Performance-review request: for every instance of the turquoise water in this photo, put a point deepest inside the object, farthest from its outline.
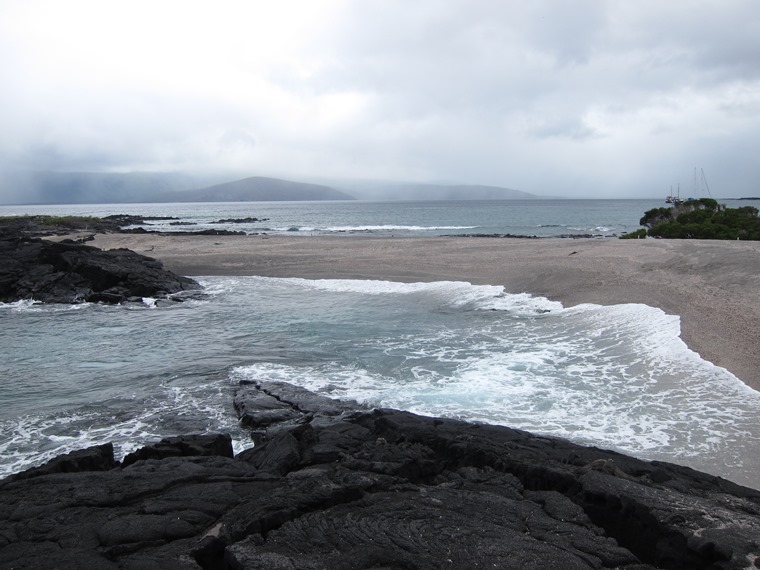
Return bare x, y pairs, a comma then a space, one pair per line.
618, 377
522, 217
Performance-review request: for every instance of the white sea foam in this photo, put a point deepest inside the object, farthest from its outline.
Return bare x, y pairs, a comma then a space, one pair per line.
370, 228
618, 376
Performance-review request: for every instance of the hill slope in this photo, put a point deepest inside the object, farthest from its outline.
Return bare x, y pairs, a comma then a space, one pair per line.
425, 192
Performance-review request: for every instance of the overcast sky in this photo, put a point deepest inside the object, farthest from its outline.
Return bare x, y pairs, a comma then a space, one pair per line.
587, 98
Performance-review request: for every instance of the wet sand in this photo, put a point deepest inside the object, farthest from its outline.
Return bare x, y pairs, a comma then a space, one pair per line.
714, 286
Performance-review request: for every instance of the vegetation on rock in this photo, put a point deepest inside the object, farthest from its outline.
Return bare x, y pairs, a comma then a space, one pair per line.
700, 219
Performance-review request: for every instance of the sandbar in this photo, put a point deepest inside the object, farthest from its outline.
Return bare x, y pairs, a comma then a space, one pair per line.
714, 286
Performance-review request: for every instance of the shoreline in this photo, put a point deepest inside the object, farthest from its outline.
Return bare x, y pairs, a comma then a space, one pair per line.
711, 285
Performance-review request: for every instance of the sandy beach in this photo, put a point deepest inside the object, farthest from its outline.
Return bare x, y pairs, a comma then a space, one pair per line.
714, 286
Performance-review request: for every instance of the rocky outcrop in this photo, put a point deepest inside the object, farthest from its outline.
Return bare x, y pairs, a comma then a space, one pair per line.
69, 272
332, 485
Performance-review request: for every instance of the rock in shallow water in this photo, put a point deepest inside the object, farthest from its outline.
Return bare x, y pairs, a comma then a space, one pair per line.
68, 272
338, 487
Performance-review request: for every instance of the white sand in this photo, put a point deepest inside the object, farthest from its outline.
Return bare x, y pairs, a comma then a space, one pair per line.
714, 286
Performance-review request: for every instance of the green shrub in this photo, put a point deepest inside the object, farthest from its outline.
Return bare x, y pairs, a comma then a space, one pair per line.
638, 234
703, 219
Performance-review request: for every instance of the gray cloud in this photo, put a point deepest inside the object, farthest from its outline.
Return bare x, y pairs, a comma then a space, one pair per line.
588, 98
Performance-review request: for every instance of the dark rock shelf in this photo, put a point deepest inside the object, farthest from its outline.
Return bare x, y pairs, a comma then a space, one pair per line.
333, 485
68, 272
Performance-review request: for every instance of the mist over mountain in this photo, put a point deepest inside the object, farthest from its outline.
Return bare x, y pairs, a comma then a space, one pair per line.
375, 190
256, 189
144, 187
40, 187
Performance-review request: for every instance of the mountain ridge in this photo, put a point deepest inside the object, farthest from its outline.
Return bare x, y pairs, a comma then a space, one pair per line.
47, 187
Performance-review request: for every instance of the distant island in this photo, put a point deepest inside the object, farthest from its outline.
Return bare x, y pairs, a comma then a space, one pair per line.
149, 187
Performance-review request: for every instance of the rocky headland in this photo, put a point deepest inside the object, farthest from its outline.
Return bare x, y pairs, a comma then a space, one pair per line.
71, 272
330, 484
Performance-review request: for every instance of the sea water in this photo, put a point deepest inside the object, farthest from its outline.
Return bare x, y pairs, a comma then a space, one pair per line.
520, 217
617, 377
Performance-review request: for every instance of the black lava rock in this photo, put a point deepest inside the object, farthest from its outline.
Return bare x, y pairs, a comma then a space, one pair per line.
333, 485
69, 272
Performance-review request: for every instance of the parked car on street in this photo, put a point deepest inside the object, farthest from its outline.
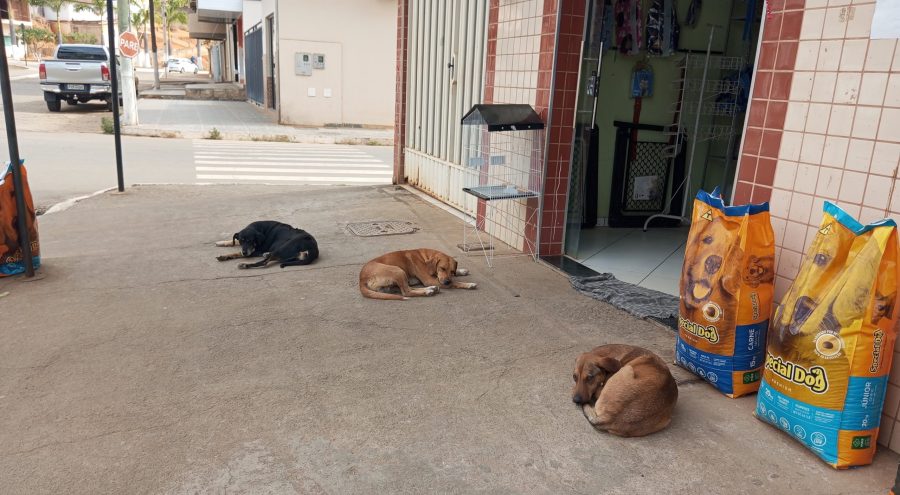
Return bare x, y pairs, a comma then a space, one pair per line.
181, 65
76, 74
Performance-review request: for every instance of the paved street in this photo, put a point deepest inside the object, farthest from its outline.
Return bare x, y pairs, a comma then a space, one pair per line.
66, 156
220, 161
32, 113
65, 165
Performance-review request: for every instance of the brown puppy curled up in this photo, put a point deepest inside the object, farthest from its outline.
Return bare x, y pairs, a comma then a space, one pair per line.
625, 390
400, 269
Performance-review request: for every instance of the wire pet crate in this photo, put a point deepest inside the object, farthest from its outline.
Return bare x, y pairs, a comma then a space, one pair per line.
503, 155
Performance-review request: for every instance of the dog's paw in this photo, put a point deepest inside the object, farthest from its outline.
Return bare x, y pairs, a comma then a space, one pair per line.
589, 413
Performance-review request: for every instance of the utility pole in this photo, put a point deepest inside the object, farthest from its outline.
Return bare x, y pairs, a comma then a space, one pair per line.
153, 47
166, 32
129, 92
114, 82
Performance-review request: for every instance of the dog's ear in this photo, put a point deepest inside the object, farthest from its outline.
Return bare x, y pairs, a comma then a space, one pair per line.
605, 363
731, 279
432, 265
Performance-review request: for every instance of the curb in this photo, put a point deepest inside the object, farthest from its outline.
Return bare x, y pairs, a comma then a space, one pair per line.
65, 205
277, 138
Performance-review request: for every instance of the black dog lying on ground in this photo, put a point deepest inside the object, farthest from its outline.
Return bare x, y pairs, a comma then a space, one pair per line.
274, 241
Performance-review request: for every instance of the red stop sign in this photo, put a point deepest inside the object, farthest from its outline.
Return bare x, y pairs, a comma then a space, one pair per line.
129, 44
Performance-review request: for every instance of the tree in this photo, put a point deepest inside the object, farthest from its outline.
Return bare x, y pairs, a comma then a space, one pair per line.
56, 6
98, 8
140, 19
172, 12
36, 39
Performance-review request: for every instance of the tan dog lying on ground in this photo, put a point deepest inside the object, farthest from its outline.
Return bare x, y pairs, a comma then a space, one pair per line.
625, 390
402, 268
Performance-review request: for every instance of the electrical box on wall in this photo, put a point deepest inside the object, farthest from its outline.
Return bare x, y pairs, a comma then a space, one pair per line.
318, 61
303, 64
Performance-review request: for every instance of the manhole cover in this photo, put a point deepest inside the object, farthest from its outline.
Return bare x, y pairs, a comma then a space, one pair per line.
382, 227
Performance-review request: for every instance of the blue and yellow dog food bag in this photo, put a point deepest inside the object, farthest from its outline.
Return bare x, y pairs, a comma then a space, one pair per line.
832, 339
727, 284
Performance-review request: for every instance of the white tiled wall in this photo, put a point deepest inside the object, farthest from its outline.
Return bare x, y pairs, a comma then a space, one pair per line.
841, 142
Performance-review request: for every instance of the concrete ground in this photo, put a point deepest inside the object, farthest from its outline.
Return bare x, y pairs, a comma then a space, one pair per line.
137, 363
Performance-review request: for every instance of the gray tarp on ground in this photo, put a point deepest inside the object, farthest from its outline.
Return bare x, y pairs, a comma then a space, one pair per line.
636, 300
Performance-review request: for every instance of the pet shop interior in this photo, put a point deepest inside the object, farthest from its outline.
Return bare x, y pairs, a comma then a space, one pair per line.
660, 111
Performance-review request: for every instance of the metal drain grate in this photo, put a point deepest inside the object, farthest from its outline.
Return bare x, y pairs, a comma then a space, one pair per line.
382, 227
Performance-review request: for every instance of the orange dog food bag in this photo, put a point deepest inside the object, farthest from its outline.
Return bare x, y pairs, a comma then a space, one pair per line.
832, 339
727, 284
11, 262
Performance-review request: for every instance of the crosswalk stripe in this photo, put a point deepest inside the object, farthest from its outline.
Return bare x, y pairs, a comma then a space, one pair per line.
281, 152
293, 165
385, 172
298, 158
320, 163
288, 162
277, 148
288, 178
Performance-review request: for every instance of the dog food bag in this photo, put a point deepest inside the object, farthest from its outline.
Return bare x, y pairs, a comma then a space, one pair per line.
832, 338
10, 254
727, 283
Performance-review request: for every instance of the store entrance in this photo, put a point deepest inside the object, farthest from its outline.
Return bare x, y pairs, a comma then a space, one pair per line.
663, 92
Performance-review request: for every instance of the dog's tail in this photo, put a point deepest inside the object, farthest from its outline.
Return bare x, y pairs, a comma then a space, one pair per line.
373, 294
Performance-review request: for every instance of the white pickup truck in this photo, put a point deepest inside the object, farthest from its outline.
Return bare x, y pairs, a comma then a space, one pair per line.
76, 74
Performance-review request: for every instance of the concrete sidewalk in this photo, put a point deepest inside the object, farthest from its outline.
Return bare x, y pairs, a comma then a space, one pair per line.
237, 120
140, 364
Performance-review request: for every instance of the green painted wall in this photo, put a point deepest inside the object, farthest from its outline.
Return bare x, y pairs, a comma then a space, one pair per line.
615, 103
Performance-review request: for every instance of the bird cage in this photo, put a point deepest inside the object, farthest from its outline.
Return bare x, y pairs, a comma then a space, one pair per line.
503, 156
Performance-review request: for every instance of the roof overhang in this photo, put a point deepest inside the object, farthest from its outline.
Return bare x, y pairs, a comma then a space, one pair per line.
217, 11
205, 30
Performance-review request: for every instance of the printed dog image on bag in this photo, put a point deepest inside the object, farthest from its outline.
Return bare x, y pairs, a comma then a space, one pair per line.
10, 253
831, 342
727, 283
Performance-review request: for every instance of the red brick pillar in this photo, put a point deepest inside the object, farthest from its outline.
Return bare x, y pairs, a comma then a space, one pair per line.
400, 102
556, 105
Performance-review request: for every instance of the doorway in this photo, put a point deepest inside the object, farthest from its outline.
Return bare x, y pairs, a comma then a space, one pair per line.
663, 91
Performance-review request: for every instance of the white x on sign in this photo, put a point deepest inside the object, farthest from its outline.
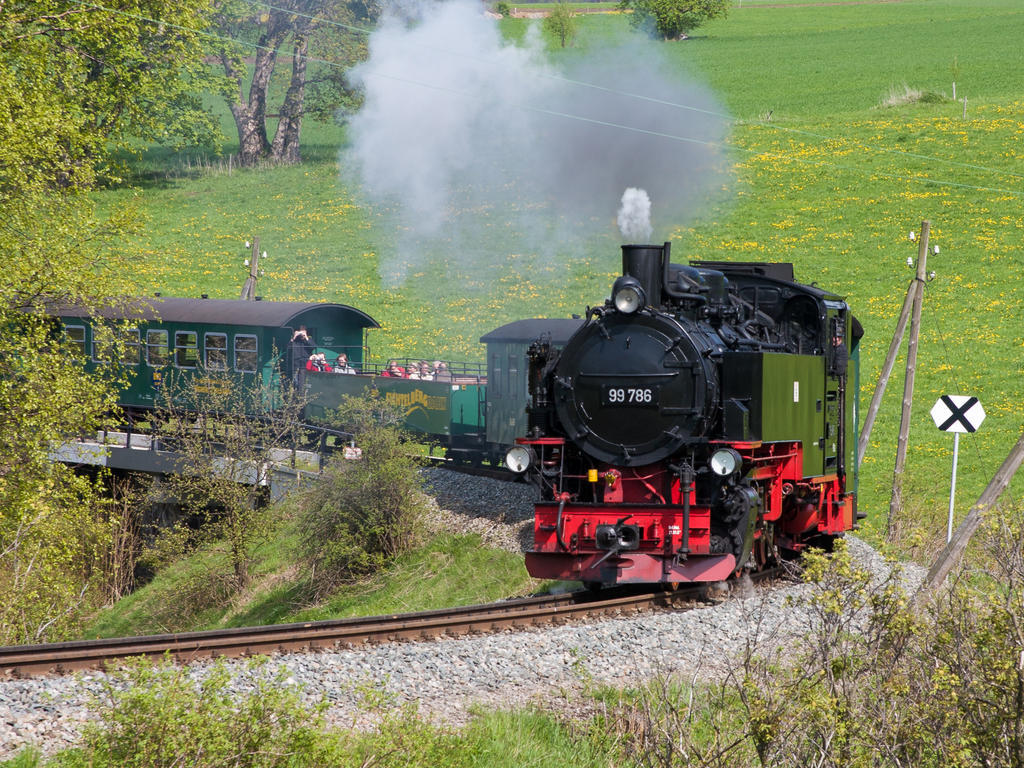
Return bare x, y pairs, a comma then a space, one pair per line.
957, 413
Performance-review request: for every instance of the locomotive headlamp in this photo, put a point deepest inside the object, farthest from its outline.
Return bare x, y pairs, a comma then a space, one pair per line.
725, 462
617, 538
628, 295
518, 459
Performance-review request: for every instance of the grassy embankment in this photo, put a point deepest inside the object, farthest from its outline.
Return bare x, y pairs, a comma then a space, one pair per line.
824, 176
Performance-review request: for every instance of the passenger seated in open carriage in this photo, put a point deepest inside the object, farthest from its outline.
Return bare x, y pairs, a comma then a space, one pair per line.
341, 365
421, 371
440, 372
317, 364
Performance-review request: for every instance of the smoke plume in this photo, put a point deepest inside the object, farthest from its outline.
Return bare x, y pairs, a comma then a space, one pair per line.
478, 148
634, 216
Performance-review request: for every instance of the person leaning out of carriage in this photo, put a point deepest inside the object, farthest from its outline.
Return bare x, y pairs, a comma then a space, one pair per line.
317, 364
341, 365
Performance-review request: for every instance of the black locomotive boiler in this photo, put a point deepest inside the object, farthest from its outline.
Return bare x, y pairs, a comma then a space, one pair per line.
701, 421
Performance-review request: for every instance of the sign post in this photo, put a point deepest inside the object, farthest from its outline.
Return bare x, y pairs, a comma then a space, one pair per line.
956, 413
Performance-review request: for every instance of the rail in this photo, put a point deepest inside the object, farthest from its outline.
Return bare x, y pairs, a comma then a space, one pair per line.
30, 660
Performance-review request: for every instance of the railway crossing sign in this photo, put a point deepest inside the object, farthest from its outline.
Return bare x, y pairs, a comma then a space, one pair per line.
956, 413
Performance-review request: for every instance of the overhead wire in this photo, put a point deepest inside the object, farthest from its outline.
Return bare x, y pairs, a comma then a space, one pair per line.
687, 139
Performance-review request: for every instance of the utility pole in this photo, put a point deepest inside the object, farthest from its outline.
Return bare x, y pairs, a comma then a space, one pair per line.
887, 369
249, 289
896, 503
954, 549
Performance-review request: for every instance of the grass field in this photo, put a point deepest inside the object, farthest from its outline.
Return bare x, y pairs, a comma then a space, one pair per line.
821, 175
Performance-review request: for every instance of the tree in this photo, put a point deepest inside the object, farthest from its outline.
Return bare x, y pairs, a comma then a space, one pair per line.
228, 445
561, 24
322, 33
364, 512
51, 520
673, 19
79, 80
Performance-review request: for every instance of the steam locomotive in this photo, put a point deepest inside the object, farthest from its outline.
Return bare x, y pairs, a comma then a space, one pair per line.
700, 422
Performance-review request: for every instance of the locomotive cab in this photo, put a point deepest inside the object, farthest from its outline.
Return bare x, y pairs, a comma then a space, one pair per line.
689, 428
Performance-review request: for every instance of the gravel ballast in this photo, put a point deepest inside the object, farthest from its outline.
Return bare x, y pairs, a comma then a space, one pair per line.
446, 677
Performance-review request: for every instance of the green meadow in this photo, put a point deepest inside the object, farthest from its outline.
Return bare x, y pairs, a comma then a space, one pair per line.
844, 136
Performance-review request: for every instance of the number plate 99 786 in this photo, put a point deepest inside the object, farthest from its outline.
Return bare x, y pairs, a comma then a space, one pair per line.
613, 395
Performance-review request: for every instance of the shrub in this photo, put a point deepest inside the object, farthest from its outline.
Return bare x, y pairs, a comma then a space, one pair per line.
152, 716
363, 512
672, 19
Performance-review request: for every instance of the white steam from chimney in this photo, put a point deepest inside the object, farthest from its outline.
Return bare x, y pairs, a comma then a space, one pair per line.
469, 146
634, 216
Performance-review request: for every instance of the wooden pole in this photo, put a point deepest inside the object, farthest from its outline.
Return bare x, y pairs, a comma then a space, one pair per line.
896, 503
249, 289
953, 551
887, 369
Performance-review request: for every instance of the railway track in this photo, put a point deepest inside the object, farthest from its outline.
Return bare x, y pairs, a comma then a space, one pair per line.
32, 660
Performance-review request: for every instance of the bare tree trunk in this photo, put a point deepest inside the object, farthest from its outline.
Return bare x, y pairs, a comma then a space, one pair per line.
286, 140
250, 114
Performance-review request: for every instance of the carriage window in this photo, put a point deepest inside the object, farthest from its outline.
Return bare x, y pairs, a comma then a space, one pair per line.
131, 352
513, 374
124, 341
216, 351
185, 348
496, 365
76, 335
246, 353
157, 353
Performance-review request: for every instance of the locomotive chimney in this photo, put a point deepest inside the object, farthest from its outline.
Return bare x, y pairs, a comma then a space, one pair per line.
647, 264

Your goal -> From the line containing "the railway track" down to the final line of the data, write out every line exactly; both the first and last of these belong in your answer, and nothing else does.

Exercise response ->
Performance-review request: for every instance of the railway track in this photo, put a point deepest inside the object, farthest from its outline.
Return bare x, y pairs, a comma then a space, one pair per line.
32, 660
Performance-review request: for every instance of the bare tree trunk in this photo, put a point deepest inside the object, farthest from its outline.
Return bare x, y pairs, a comma then a space, one pair per line.
286, 140
250, 114
Performance-review request: for every instance of the carriage window in this photo, put a point deepest inside the object, farthest from its outline.
Return bare x, y pairs, a comma then a space, one pair per line.
131, 352
513, 374
124, 341
216, 351
185, 348
496, 365
76, 335
246, 353
157, 353
Performance-review request: for every instance of the locomotive chimney in this photo, put a point deepest inside the object, farthest from its outline.
Return bare x, y pairs, a comma then a space, one pair per line.
647, 264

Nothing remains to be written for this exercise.